**Selected extract**
3.3 Delivery of Funds. After the execution of this Agreement by the Investor and the Company, at each Closing the Investor shall remit by wire transfer the amount of funds equal to the aggregate purchase price for the Shares being purchased by the Investor at such Closing to the following account designated by the Company:



Bank:
Routing#:
Acct#:
Acct Name:
Investor shall also furnish the Company a completed W-9 form (or, in the case of an Investor who is not a United States citizen or resident, a W-8 form).

4. Representations, Warranties and Covenants of the Investor.
The Investor acknowledges, represents and warrants to, and agrees with, the Company that:
4.1      The Investor (a) is knowledgble, sophisticated and experienced in making, and is qualified to make decisions with respect to, investments in shares presenting an investment decision like that involved in the purchase of the Shares, including investments in securities issued by the Company and investments in comparable companies, (b) has answered all questions on the Signature Page and the Investor Questionnaire and the answers thereto are true and correct as of the date hereof and will be true and correct as of the Initial Closing Date and the Second Closing Date, as applicable, (c) in connection with its decision to purchase the number of Shares set forth on the Signature Page, has received and is relying solely upon (i) the Disclosure Package and the documents incorporated by reference therein and (ii) the Offering Information, and not any other preliminary or final prospectus pursuant to the Registration Statement and (d) the Investor it is responsible for conducting its own due diligence investigation with respect to the Company and this Offering, it is purchasing shares in this Offering based on the results of its own due diligence investigation of the Company, it has negotiated this Offering directly with the Company and the decision to invest in this Offering will involve a significant degree of risk, including a risk of total loss of such investment.
 
4.2       (a) No action has been or will be taken in any jurisdiction outside the United States by the Company that would permit an offering of the Shares, or possession or distribution of offering materials in connection with the issue of the Shares in any jurisdiction outside the United States where action for that purpose is required and (b) if the Investor is outside the United States, it will comply with all applicable laws and regulations in each foreign jurisdiction in which it purchases, offers, sells or delivers Shares or has in its possession or distributes any offering material, in all cases at its own expense.

**Provided material**

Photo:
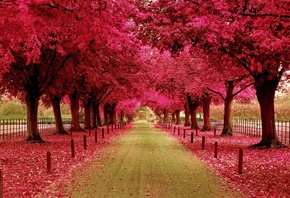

**What the task requires**
Answer these questions from the agreement excerpt:
(a) By what method must the Investor remit the funds at each Closing?
(b) Which form must an Investor who is not a United States citizen or resident furnish to the Company?
(c) At whose expense must an Investor outside the United States comply with foreign laws and regulations?

**Task solution**
(a) By wire transfer.
(b) A W-8 form.
(c) At the Investor's own expense.